--- Selection ---

Published by Manuel Rivero on 11/06/2020

Legacy Code, Culture, Technical Debt, Coaching, Metaphors


We’d like to tell you about a narrative that has been very useful for us in the coaching work we have been doing with several teams during the last year.


It all started during a consultancy work that Joan Valduvieco and I did at the beginning of 2019 at Trovit. José Carlos Gil and Edu Mateu had brought us to help Trovit’s B2B team. We spent a week with the team asking questions, observing their work and doing some group dynamics to try to understand how we might help them.

After that week of “field work” we had gathered a ton of notes, graphs and insights that we needed to put in order and analyze. This is always a difficult task because it is about analyzing a sociotechnical system (team, knowledge, technology, existing code, organization, pressure, changes,…) which is a complex system in constant flux. In a way, you have to accept that this is something you can’t wholly understand, and even less in a short period of time.

Having that in mind, we tried to do our best to get a first approximation by representing the different dynamics and processes we had observed in several causal loop diagrams. This work helped us clarify our minds and highlight how habits, knowledge, beliefs, culture and practices were creating vicious cycles, (related to some positive feedback loops in the causal loop diagram[1]), that were amplifying and preserving destructive effects for the team and its software which made their system less habitable and sustainable, and created inefficiencies and loss of value.

After that we started to think about strategies that might break those vicious cycles, either by reducing the effect of some node (a problematic habit, practice or belief), by removing an interaction between nodes in a positive loop, or introducing negative feedback in the system (new practices and habits) to stabilize it.

Donella H. Meadows in her book Thinking in Systems: A Primer talks about different types of leverage points which are places within a complex system where you can try to apply what we call change levers to make the system evolve from its current dynamics into another that might be more interesting for the team.

We detected several change levers that might be applied to the system at different leverage points to improve the sustainability of the system, such as, “Improving Technical Skills”, “Knowledge Diffusion”, “Knowledge Crystallization”, “Changing Habits”, “All Team Product Owning” or “Remote First”[2].

All of them attacked vicious cycles that were entrenched in the team’s dynamics, and were valuable in themselves, but we were not sure that they would be enough to change the system’s current dynamics. Something that we observed during our field work was that the team was very skeptical about the probabilities of success of any initiative to improve its situation. They had gone through several failed attempts of “Agile” transformation before, and this has left them in a kind of state of learned helplessness. Why had those previous attempts failed? Would ours succeed using our change levers?

We started to realize that there was a deeper force at play that was exacerbating the rest of the problems and would reduce the effect of any of the other change levers. We realized that they would be useless unless the team had enough slack and company support to apply them. The deeper and stronger force that was inhibiting the possibility of having that slack and support was the very conception of what value meant for the company, it was a cultural problem.

Drucker:  Culture eats strategy for breakfast

We then came up with a new change lever: “Redefinition of Value”. This was the most powerful change lever of all the ones we had detected because it was a cultural change[3], and it would increase the probabilities of success of all other change levers. Being a cultural change also made it the most difficult to apply.

Redefinition of Value

What was this “Redefinition of Value” change lever about?

--- Rows ---

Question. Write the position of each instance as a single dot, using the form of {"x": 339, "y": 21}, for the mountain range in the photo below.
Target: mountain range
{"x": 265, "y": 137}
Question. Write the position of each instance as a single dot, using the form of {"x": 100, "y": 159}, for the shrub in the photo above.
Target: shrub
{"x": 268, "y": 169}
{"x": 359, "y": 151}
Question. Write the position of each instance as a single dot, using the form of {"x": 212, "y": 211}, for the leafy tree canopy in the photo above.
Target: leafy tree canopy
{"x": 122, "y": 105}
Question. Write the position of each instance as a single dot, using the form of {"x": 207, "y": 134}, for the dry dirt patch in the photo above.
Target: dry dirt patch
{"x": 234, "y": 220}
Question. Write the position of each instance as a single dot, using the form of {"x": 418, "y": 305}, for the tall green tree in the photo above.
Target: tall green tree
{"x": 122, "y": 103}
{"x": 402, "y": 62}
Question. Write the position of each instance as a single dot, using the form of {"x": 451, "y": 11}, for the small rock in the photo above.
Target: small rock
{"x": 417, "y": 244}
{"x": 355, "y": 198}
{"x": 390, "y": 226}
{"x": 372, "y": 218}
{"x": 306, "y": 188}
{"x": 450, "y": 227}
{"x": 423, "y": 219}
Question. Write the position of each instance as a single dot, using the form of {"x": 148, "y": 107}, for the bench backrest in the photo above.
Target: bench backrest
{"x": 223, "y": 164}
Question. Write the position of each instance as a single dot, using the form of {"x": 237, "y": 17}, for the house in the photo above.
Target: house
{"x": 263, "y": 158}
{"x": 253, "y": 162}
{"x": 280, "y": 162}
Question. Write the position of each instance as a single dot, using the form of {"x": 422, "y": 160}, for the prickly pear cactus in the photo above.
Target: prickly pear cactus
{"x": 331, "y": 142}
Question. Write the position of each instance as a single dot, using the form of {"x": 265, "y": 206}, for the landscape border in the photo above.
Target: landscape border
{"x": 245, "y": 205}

---

▸ Stated problem 1
In the post about the Trovit coaching work, which change lever did the authors judge to be the most powerful of all?
▸ Stated problem 2
Pick up the post about the Trovit coaching work after its final line and keep writing it.
The listing isn't needed here.

▸ Written answer 1
"Redefinition of Value."

▸ Written answer 2
The culture of the team was understanding value only as producing features for their clients as quickly as possible. This definition of value only includes certain kinds of tasks, the ones that directly produce features, but excludes many tasks that don’t directly produce features, but that are necessary for the sustainability of the system (the business and team) itself. The first kind of work is called productive work and the second kind is called caring work[4].

Believing that only one type of work has value, (productive work), and then focusing only on that type of work is an extractive micro-optimization that might end destabilizing the system[5].

Model biased to productive work

The redefinition of value we proposed was that not only producing features for the client as quickly as possible is valuable, that there is also value in keeping the sustainability of the business and team. Aside from working on productive tasks, you need to devote energy and time to work on caring tasks which are concerned with keeping the health of the ecosystem composed of the code, the team and the client, so that it can continue evolving, being habitable for the team and producing value. We think that this kind of work (caring work) has value and is strategic for a company. If you think about it, at the bottom, this is about seeing the team as the real product and establishing a healthier and more durable relationship with clients.

This idea of caring work comes from economic studies from a gender perspective. In feminist economics caring work is defined as, “those occupations that provide services that help people develop their capabilities, or the ability to pursue the aspects of their lives that they value” or “necessary occupations and care to sustain life and human survival”.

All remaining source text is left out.